> WRITTEN EXERCISE
Output the lines of the data below verbatim, starting at the line that contains "the yellow curtain" and ending with the last line of the data, both included.

—————

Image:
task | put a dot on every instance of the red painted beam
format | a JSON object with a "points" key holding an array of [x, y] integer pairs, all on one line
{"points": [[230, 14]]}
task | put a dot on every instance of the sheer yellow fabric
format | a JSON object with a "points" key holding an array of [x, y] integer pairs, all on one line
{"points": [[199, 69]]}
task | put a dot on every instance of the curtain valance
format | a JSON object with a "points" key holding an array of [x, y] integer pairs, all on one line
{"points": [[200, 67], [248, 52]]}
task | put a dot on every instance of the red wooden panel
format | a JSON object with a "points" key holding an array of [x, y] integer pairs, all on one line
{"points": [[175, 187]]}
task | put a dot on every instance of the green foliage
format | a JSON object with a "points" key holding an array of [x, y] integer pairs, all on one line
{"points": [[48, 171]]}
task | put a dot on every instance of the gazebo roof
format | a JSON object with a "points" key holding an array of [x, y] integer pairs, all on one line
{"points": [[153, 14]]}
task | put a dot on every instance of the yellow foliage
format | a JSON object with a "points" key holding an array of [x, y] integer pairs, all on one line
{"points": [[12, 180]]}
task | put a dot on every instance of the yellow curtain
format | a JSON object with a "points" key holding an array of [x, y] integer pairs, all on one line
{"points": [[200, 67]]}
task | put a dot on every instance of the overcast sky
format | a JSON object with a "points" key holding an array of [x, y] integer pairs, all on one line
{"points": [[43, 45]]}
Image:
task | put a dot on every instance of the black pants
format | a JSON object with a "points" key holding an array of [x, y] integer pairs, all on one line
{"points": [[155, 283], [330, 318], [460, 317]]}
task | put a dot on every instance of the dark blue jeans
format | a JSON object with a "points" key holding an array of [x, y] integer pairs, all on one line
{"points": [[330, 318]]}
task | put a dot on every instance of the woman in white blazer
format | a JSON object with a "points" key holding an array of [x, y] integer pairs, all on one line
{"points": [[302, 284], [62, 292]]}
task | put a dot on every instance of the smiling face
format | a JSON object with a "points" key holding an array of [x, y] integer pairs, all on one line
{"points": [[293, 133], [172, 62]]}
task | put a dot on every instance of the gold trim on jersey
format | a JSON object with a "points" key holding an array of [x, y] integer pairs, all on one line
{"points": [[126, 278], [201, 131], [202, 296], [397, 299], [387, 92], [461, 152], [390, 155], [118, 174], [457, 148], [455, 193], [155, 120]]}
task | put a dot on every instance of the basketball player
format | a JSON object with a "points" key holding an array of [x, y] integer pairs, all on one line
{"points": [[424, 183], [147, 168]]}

—————

> RESULT
task | put a dot on every instance of the yellow curtain
format | a JSON object with a "points" key holding an array of [x, y] integer pairs, all on one line
{"points": [[200, 67]]}
task | put a dot on every instance of the overcast sky
format | a JSON object with a "points" key holding an array of [x, y] integer pairs, all on one line
{"points": [[43, 45]]}
Image:
task | put a dot on every instance of the black pants
format | a JSON object with a "points" key holding an array of [x, y] integer pairs, all on one line
{"points": [[155, 283], [330, 318], [460, 317]]}
task | put a dot on every instance of the dark blue jeans
format | a JSON object with a "points" key holding an array of [x, y] integer pairs, all on one line
{"points": [[330, 318]]}
task | put a dot on every instance of the woman in white blazer
format | a JSON object with a "points" key holding an array of [x, y] integer pairs, all on one line
{"points": [[302, 284], [62, 292]]}
task | put a dot on every instance of the smiling face
format | a JSON object with a "points" key holding an array of [x, y] integer pairs, all on one line
{"points": [[293, 133], [172, 62]]}
task | put a dot on every instance of the gold trim on jersey
format | a JSON object with a "points" key holding an array of [x, y] integer pairs, all on one line
{"points": [[126, 278], [201, 131], [202, 296], [397, 299], [387, 92], [461, 152], [390, 155], [118, 174], [457, 148], [455, 193], [155, 120]]}
task | put a dot on every instance of the basketball player
format | a JSON object with a "points" key holding an array of [x, y] integer pairs, all on one line
{"points": [[424, 183], [147, 168]]}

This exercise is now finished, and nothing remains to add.